The immediate answer was enforcement: and so the Railway Park group agreed that if there were groups congregating in the park, drinking or taking drugs they would call the Gardaí straight away.
“We agreed to deal with it straight away, to not let it go on. And some days were better than others, the cops were down in twenty minutes, and some days they didn’t come at all.”
But you have to be persistent and you have to have a plan Mick says, and the plan is ‘Look, the Gardaí are in charge of law and order, you have to let it to them.”
And the second part of that plan was “to work away at making the park a nicer place.”
Which is why for Connaught Avenue Mick thinks maybe more benches are the solution, and a play area for kids and to make it a place where the community will gather.
Mick also recognises that in resolving one problem, there are still underlying structural problems, pointing out that drug users are out in the open because we don’t have needle clinics.
“We want a park,” Mick says, “but we also want a place for people to recover. It’s a breakdown in services a lot of the time.”
Essentially what Mick O’Sullivan wants to build are communities, lots of them, centred around nature - a place for plants, trees and people.
A volunteer speaks
Marica Cassarino was one of the 31 volunteers who answered Mick’s call out to survey her local park.
“I got involved in Mick’s project early in March 2021 to assess two parks that are very close to my house: Ballybrack Woods (The Mangala) and the Douglas Community Park. I completed the assessment together with my five-year-old boy, who really enjoyed taking photos and getting to do something new during our usual walk through the two parks.

- _WHAT TO WORK ON_:
From the passage about the Railway Park group and Mick's plans for local parks, extract the text between "But you have" and "community will gather.", inclusive.

- _RECORD SET_:
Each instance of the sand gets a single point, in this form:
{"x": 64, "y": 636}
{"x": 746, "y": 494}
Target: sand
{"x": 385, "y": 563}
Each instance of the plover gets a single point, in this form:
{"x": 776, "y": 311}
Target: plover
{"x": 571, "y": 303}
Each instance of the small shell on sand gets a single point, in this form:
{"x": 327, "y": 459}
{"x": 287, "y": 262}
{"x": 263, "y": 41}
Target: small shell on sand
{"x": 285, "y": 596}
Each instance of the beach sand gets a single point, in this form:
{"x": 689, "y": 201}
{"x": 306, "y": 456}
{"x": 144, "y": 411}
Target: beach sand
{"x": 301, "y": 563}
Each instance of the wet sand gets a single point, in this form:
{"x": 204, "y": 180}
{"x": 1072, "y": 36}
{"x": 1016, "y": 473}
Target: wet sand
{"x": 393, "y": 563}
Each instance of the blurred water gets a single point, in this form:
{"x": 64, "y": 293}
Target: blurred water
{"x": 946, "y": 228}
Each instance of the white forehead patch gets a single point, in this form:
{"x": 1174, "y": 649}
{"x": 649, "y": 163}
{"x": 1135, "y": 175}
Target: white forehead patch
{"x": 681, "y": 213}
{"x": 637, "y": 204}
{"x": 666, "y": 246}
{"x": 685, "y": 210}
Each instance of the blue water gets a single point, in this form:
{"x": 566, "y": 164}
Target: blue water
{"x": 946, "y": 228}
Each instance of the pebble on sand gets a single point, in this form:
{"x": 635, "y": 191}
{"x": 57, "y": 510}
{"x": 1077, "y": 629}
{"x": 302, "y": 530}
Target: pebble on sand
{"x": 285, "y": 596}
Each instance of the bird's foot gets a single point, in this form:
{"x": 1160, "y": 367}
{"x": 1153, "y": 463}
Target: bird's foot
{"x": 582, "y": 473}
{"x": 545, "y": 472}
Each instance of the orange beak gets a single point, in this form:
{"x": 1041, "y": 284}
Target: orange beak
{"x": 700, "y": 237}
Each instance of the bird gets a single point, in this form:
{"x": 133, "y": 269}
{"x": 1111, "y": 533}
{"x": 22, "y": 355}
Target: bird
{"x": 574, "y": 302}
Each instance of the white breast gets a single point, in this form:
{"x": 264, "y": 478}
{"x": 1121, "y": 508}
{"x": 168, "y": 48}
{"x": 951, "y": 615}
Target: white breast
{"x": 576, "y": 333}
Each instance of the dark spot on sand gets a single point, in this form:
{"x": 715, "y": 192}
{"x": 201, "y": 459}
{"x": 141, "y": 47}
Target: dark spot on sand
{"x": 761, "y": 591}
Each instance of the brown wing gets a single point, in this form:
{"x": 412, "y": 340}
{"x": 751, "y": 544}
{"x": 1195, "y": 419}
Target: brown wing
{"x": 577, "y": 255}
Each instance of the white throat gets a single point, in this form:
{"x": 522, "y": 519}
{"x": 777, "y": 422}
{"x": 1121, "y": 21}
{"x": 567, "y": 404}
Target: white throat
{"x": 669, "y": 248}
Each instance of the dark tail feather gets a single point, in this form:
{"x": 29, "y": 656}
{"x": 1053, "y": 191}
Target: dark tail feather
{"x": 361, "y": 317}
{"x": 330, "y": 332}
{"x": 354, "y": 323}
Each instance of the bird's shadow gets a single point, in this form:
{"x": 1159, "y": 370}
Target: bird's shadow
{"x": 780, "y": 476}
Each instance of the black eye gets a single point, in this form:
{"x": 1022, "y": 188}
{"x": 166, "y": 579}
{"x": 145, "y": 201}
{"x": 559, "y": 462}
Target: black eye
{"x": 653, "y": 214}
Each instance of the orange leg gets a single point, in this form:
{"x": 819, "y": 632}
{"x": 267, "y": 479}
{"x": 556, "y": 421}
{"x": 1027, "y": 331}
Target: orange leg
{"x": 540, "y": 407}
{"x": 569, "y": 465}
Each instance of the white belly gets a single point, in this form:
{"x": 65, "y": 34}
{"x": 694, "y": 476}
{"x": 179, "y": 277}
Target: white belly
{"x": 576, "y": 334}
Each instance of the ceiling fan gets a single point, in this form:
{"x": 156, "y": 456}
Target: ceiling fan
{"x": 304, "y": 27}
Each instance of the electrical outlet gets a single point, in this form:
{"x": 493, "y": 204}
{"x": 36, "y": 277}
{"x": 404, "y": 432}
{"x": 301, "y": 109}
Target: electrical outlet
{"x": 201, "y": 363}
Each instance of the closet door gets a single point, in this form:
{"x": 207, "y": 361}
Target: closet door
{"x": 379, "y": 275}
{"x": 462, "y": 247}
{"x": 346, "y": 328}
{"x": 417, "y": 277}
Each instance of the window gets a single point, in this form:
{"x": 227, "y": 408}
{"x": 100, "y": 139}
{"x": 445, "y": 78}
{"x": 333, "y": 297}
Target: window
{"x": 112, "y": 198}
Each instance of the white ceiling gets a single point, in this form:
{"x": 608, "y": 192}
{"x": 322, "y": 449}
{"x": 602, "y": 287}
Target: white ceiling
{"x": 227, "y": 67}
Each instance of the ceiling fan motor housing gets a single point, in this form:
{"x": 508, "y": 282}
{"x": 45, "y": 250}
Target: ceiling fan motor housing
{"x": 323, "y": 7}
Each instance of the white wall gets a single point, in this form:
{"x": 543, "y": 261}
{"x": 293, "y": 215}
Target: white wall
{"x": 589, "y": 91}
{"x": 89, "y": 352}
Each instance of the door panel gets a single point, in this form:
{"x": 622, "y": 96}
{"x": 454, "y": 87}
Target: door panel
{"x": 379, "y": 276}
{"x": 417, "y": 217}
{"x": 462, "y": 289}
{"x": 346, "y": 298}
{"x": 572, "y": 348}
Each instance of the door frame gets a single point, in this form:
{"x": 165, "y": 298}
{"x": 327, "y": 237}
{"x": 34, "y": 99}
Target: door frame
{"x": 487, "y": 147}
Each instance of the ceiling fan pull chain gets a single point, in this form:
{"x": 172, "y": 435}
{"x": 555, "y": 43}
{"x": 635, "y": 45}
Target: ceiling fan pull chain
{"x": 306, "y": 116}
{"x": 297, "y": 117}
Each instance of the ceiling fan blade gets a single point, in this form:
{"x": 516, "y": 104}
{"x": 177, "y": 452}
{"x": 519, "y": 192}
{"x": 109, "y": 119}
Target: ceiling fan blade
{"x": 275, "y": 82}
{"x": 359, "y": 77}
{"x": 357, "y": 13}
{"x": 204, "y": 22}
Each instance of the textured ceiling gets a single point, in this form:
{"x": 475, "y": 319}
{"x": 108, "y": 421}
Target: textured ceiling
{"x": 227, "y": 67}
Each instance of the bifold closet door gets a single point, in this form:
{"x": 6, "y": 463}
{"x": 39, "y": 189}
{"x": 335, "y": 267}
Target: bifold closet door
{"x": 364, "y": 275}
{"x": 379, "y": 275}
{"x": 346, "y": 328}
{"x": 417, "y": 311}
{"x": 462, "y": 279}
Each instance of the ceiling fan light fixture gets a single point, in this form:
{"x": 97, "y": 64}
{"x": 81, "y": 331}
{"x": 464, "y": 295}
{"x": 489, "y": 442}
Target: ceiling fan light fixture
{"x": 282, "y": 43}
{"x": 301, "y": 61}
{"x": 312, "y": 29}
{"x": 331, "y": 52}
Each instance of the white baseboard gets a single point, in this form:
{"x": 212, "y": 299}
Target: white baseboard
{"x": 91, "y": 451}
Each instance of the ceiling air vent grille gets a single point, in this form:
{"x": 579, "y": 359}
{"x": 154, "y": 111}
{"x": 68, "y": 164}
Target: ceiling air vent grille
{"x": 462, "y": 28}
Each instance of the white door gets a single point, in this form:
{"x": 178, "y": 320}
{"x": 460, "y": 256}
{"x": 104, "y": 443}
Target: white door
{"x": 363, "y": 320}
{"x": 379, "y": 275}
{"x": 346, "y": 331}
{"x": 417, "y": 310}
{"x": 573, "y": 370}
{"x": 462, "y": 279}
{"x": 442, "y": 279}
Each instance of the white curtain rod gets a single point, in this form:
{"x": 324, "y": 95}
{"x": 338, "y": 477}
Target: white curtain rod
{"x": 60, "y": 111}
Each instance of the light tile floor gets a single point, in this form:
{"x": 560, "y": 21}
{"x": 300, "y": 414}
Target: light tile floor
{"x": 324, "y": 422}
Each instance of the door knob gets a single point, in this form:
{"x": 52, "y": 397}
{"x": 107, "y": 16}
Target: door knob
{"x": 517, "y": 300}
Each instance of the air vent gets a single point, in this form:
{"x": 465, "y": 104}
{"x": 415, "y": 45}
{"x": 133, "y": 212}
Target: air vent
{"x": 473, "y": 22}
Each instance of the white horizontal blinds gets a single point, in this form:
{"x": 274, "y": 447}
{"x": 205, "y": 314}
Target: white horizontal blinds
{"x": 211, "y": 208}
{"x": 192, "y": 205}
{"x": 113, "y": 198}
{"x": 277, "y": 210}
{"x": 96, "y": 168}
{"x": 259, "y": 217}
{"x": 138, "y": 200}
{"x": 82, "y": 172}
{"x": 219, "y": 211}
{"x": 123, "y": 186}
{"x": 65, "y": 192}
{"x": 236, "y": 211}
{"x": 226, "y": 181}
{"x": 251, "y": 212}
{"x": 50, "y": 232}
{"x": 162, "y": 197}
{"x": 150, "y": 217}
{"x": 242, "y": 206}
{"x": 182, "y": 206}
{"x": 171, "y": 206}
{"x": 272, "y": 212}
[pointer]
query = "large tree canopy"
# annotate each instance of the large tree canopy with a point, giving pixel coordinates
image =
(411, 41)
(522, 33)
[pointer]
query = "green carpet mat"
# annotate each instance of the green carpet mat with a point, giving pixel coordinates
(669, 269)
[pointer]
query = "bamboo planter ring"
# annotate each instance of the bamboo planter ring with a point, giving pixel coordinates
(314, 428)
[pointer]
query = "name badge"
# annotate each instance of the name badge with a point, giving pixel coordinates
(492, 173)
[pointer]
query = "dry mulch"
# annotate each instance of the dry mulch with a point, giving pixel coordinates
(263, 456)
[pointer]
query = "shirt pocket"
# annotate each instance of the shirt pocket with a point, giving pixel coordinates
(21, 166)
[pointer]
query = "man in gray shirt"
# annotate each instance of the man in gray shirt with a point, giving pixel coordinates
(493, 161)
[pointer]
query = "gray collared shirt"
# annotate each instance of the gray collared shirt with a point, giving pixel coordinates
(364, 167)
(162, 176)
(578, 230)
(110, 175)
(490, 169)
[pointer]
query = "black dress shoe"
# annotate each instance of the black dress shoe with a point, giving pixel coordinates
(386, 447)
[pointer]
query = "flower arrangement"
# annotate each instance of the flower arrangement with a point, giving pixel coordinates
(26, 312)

- _YOUR RESPONSE_:
But you have to be persistent and you have to have a plan Mick says, and the plan is ‘Look, the Gardaí are in charge of law and order, you have to let it to them.”
And the second part of that plan was “to work away at making the park a nicer place.”
Which is why for Connaught Avenue Mick thinks maybe more benches are the solution, and a play area for kids and to make it a place where the community will gather.